Begin Input

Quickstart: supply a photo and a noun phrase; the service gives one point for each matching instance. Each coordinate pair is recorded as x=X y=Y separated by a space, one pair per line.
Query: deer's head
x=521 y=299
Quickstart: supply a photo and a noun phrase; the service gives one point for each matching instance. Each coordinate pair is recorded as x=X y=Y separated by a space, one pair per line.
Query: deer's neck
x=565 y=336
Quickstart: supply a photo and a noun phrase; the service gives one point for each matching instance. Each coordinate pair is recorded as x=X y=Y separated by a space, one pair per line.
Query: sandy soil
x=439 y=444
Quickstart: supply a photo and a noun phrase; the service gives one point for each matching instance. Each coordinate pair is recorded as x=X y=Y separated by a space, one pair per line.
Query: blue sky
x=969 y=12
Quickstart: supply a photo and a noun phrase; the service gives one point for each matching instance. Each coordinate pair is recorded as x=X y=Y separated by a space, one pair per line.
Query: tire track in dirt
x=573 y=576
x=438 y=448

End Input
Begin Input

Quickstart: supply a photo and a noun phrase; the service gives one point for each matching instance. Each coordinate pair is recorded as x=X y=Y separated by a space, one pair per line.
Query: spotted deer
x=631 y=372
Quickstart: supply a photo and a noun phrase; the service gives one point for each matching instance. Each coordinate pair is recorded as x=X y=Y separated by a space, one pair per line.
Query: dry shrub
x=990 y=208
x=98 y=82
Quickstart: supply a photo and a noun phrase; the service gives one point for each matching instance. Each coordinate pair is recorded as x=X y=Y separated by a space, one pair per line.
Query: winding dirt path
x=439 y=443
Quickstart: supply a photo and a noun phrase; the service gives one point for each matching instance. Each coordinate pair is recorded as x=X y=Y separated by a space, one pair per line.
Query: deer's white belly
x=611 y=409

End Input

**Written task:**
Pick out every line in the rows above that contains the word "Query", and copy each of those lines in full.

**Response:**
Query: deer's head
Query: deer's neck
Query: sandy soil
Query: blue sky
Query: tire track in dirt
Query: spotted deer
Query: dry shrub
Query: winding dirt path
Query: deer's white belly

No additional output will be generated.